--- START Task material ---
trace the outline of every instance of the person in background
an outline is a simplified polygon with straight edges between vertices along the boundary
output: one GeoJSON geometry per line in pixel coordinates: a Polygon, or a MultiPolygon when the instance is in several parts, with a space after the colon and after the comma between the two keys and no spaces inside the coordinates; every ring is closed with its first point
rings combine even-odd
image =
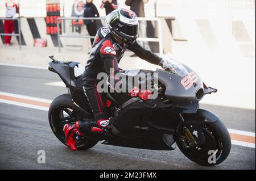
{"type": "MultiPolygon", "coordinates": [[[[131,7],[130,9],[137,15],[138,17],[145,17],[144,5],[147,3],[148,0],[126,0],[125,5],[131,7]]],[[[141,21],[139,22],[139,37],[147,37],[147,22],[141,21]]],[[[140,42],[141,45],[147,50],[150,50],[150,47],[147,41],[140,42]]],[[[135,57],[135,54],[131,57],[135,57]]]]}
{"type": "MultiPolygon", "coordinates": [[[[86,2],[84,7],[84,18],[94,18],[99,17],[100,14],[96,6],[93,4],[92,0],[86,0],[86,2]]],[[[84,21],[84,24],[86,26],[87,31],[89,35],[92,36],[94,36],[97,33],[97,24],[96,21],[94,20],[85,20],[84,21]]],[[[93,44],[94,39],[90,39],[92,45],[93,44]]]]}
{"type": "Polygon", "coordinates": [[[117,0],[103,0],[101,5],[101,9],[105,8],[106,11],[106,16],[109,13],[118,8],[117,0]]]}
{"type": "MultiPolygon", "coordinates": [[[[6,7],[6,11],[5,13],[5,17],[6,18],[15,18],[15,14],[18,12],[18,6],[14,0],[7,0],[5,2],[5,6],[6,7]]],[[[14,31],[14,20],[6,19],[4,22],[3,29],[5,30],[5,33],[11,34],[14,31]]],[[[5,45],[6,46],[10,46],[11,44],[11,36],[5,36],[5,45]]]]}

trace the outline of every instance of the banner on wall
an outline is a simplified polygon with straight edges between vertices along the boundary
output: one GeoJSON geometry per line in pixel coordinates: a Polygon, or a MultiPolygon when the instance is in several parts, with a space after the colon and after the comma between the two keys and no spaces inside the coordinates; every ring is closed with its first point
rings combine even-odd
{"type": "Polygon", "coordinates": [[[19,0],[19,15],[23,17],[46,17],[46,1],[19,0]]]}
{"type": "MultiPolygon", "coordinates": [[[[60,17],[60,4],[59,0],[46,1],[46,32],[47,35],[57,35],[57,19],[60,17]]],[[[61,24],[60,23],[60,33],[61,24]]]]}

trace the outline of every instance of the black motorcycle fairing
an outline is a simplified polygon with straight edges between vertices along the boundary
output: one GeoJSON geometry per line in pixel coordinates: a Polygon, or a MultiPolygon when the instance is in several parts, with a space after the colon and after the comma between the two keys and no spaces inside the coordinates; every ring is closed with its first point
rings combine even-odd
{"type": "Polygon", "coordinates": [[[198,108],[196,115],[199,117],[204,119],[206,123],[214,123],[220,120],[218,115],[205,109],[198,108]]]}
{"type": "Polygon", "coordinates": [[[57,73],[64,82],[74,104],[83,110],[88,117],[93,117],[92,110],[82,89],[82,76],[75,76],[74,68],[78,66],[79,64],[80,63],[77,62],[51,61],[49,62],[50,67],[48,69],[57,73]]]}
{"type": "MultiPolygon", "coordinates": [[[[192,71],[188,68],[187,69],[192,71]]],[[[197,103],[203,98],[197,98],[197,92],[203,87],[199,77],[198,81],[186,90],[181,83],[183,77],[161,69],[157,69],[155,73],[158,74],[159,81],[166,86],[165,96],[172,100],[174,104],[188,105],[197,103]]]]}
--- END Task material ---
Copy out the part of the records that opens with the line containing "trace the outline of every instance of the black" and closes with the last line of the records, requests included, and raise every coordinate in the answers by 110.

trace the outline of every instance of the black motorcycle fairing
an outline is a simplified polygon with straight edges between vertices along the boundary
output: one GeoJSON geometry per line in pixel coordinates: a Polygon, or a MultiPolygon when the instance is in several parts, with a space after the colon and after the comma between the two keys and no spaces inside the coordinates; every ring is closed with its first point
rings combine even-odd
{"type": "Polygon", "coordinates": [[[308,218],[306,225],[309,227],[314,229],[316,233],[324,233],[330,230],[328,225],[315,219],[308,218]]]}
{"type": "Polygon", "coordinates": [[[167,183],[174,192],[184,214],[193,220],[198,227],[203,227],[202,220],[192,199],[192,186],[185,186],[184,178],[188,176],[189,174],[190,173],[187,172],[161,171],[159,172],[160,177],[158,179],[167,183]]]}
{"type": "MultiPolygon", "coordinates": [[[[302,181],[298,178],[297,179],[302,181]]],[[[307,213],[313,208],[307,208],[307,202],[313,197],[309,187],[308,191],[296,200],[291,193],[293,187],[271,179],[267,179],[265,183],[268,184],[269,191],[276,196],[275,206],[282,210],[284,214],[298,215],[307,213]]]]}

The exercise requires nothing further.